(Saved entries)
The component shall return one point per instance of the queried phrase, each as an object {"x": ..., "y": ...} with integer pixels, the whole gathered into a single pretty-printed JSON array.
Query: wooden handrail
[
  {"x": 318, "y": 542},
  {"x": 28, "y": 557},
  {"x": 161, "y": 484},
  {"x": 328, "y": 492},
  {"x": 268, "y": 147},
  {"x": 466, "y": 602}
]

Task statement: To complete this exercise, set down every line above exactly once more.

Expected output:
The component shall return one point per instance of the queried phrase, each as an object {"x": ..., "y": ...} with integer pixels, the whole gathered into a single pretty-printed JSON array.
Query: wooden handrail
[
  {"x": 318, "y": 542},
  {"x": 28, "y": 557},
  {"x": 161, "y": 484},
  {"x": 328, "y": 492},
  {"x": 268, "y": 147},
  {"x": 466, "y": 602}
]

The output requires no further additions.